World Cocoa Foundation verschickt Framing-Manual an Mitglieder
Auch wenn jetzt mehr Schokoladenkonzerne in Nachhaltigkeit investieren, ist Skepsis durchaus angebracht. Anfang Dezember berichteten der SPIEGEL und andere internationale Medien über einen Report der Organisation Mighty Earth , der unter anderem zeigte, dass von den wortreichen Verpflichtungserklärungen seit der Klimakonferenz 2017 nur wenige umgesetzt wurden.
Diese Transparenz hatte die WCF, deren Präsident jetzt so gern Auskunft gibt, offenbar aufgeschreckt: Sie schickte ihren Mitgliedern damals ein Dokument mit einer Art Sprachregelung für "unsere Hauptbotschaften in Erwiderung auf den Bericht".
Darin heißt es beispielsweise, "die Entwaldung zu beenden, ist eine komplexe soziale, wirtschaftliche und ökologische Herausforderung - wir müssen, während wir 'die Erde schützen', auch 'die Menschen schützen'". Soll heißen: Hunderttausende Bauern und ihre Familien sind vom Kakaoanbau abhängig - auch in Waldschutzgebieten.
Allein dieses Beispiel zeigt, wie schwierig es ist, Probleme zu lösen, die durch jahrelange Untätigkeit entstanden sind. Ein zweiter Punkt in dem "Fragen-und-Antworten-Dokument" belegt, wie wichtig es der Organisation ist, die Deutungshoheit über die Ergebnisse des Reports zu erlangen. Es geht dabei um die Frage, ob die Rodung seit Ende 2017 zurückgegangen ist. Dazu heißt es: "Die Daten von Mighty Earth bestätigen einen Rückgang der Entwaldung in der Mehrheit der Nationalparks und geschützten Gebiete der Elfenbeinküste." Das sei schließlich auch das Hauptziel gewesen.

**Aufgaben**
a – Beantworte anhand des Textes über das Framing-Manual der World Cocoa Foundation jede Frage kurz:
(i) Von welcher Organisation stammt der Report, über den der SPIEGEL Anfang Dezember berichtete?
(ii) An wen schickte die WCF das Dokument mit der Sprachregelung?
(iii) In der Mehrheit welcher Gebiete bestätigen die Daten laut dem "Fragen-und-Antworten-Dokument" einen Rückgang der Entwaldung?
b – Führe den Text über das Framing-Manual der World Cocoa Foundation im selben Ton über seinen letzten Satz hinaus fort.
Das Material wird hierfür nicht benötigt.

**Ausgangsmaterial**
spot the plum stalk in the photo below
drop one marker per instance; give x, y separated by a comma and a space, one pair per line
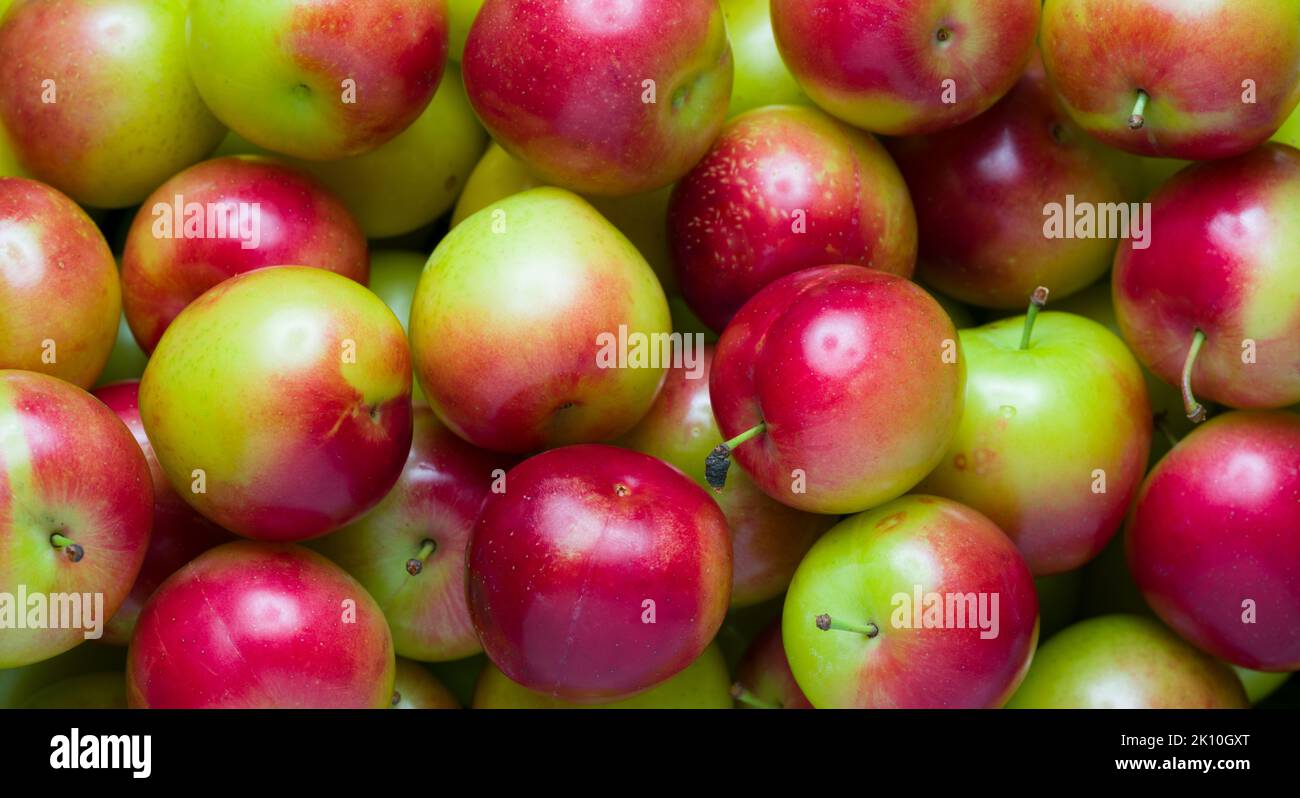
1195, 410
719, 460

**Lösungen**
a –
(i) Von der Organisation Mighty Earth.
(ii) An ihre Mitglieder.
(iii) In der Mehrheit der Nationalparks und geschützten Gebiete der Elfenbeinküste.

b –
Die Daten lassen sich allerdings auch ganz anders interpretieren: Tatsächlich ist die Abholzung im Tai-Nationalpark, dem letzten großen Regenwaldgebiet Westafrikas, fast vollständig gestoppt. In anderen Schutzgebieten schreitet die Entwaldung dagegen sogar schneller voran. Und, das räumt auch die WCF ein, vor allem außerhalb dieser speziell geschützten Wälder legt die Abholzung an Tempo zu.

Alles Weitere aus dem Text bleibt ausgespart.